┌──

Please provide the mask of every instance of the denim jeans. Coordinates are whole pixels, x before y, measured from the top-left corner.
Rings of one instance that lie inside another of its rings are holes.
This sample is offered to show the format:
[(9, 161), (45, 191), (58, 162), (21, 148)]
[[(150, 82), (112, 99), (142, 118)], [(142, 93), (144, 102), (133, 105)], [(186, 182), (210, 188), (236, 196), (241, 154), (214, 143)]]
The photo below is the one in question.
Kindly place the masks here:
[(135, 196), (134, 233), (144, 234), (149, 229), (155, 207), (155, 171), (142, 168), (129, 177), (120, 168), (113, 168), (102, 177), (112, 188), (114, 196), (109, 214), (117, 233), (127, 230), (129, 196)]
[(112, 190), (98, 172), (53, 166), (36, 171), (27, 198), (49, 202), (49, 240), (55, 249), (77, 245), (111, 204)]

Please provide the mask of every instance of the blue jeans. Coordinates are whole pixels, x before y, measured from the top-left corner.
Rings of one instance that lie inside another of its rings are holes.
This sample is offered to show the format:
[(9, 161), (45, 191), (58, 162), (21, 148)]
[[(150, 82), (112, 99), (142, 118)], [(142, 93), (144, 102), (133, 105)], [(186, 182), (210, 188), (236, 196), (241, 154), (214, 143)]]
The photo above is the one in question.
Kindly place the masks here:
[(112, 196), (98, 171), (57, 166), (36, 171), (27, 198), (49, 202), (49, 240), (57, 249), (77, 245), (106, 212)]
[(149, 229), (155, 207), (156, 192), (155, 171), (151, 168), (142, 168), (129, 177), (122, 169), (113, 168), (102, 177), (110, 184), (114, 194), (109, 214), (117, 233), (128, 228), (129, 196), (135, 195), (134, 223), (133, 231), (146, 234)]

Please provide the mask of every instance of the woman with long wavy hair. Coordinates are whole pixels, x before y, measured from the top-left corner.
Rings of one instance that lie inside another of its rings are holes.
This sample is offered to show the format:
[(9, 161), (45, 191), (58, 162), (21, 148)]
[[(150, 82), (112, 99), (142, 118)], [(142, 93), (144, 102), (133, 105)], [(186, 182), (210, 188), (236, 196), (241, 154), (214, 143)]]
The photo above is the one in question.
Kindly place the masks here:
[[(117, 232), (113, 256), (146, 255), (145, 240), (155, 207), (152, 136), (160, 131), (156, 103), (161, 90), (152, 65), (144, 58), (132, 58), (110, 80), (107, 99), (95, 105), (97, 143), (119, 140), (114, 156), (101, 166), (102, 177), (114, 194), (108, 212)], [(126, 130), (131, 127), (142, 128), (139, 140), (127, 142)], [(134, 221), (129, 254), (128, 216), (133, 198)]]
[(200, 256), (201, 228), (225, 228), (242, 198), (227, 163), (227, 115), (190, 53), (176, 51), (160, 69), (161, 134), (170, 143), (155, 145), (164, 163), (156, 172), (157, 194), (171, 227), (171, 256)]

└──

WORK TO COMPLETE: Quote the listing in full, please, keeping every line exact.

SOLUTION FOR THIS TASK:
Please provide the mask of every instance of the denim jeans. Coordinates are whole pixels, x before y, measured from the top-left corner.
Rings of one instance that lie inside another of its rings are holes.
This sample is offered to show the format:
[(9, 161), (45, 191), (58, 162), (21, 148)]
[[(150, 82), (112, 99), (142, 118)], [(142, 93), (144, 102), (133, 105)], [(186, 182), (210, 188), (236, 196), (241, 154), (214, 143)]]
The photo below is the one in question.
Kindly place the masks here:
[(135, 196), (134, 233), (144, 234), (149, 229), (155, 207), (155, 171), (142, 168), (129, 177), (120, 168), (113, 168), (102, 177), (112, 188), (114, 196), (109, 214), (117, 233), (127, 230), (129, 196)]
[(112, 190), (98, 172), (53, 166), (36, 171), (27, 198), (49, 202), (49, 240), (55, 249), (77, 245), (111, 204)]

Please provide the mask of every instance of the blue jeans. Coordinates are whole pixels, x before y, measured from the top-left corner.
Rings of one instance that lie inside another of its rings are holes.
This sample is offered to show the format:
[(9, 161), (45, 191), (58, 162), (21, 148)]
[[(150, 82), (112, 99), (142, 118)], [(142, 93), (144, 102), (133, 105)], [(186, 182), (210, 188), (236, 196), (241, 154), (214, 143)]]
The photo above is the one in question.
Kindly place the masks here:
[(112, 196), (98, 171), (57, 166), (36, 171), (27, 198), (49, 202), (49, 240), (57, 249), (77, 245), (106, 212)]
[(149, 229), (155, 207), (156, 192), (155, 171), (151, 168), (142, 168), (129, 177), (122, 169), (113, 168), (102, 177), (110, 184), (114, 194), (109, 214), (117, 233), (128, 228), (129, 196), (135, 195), (134, 223), (133, 231), (146, 234)]

Please provide the mask of every instance of the woman with long wavy hair. Coordinates are whole pixels, x before y, measured from the top-left corner.
Rings of one instance that lie inside another of its rings are holes.
This sample is offered to show the format:
[(9, 161), (45, 191), (58, 162), (21, 148)]
[[(150, 82), (112, 99), (142, 118)], [(142, 93), (144, 102), (133, 105)], [(186, 182), (210, 188), (236, 196), (241, 154), (214, 143)]]
The photo above is the one in question.
Kindly place the masks here:
[[(117, 232), (113, 256), (146, 255), (145, 240), (155, 207), (152, 136), (160, 131), (156, 103), (161, 90), (152, 65), (144, 58), (132, 58), (110, 80), (107, 99), (95, 105), (97, 143), (119, 140), (114, 156), (101, 166), (102, 177), (114, 194), (108, 212)], [(126, 130), (131, 127), (142, 128), (139, 140), (127, 142)], [(134, 221), (129, 254), (128, 216), (133, 198)]]
[(200, 256), (201, 228), (225, 228), (242, 198), (227, 163), (227, 115), (190, 53), (176, 51), (160, 69), (161, 134), (170, 143), (155, 145), (164, 163), (156, 172), (157, 194), (171, 227), (171, 256)]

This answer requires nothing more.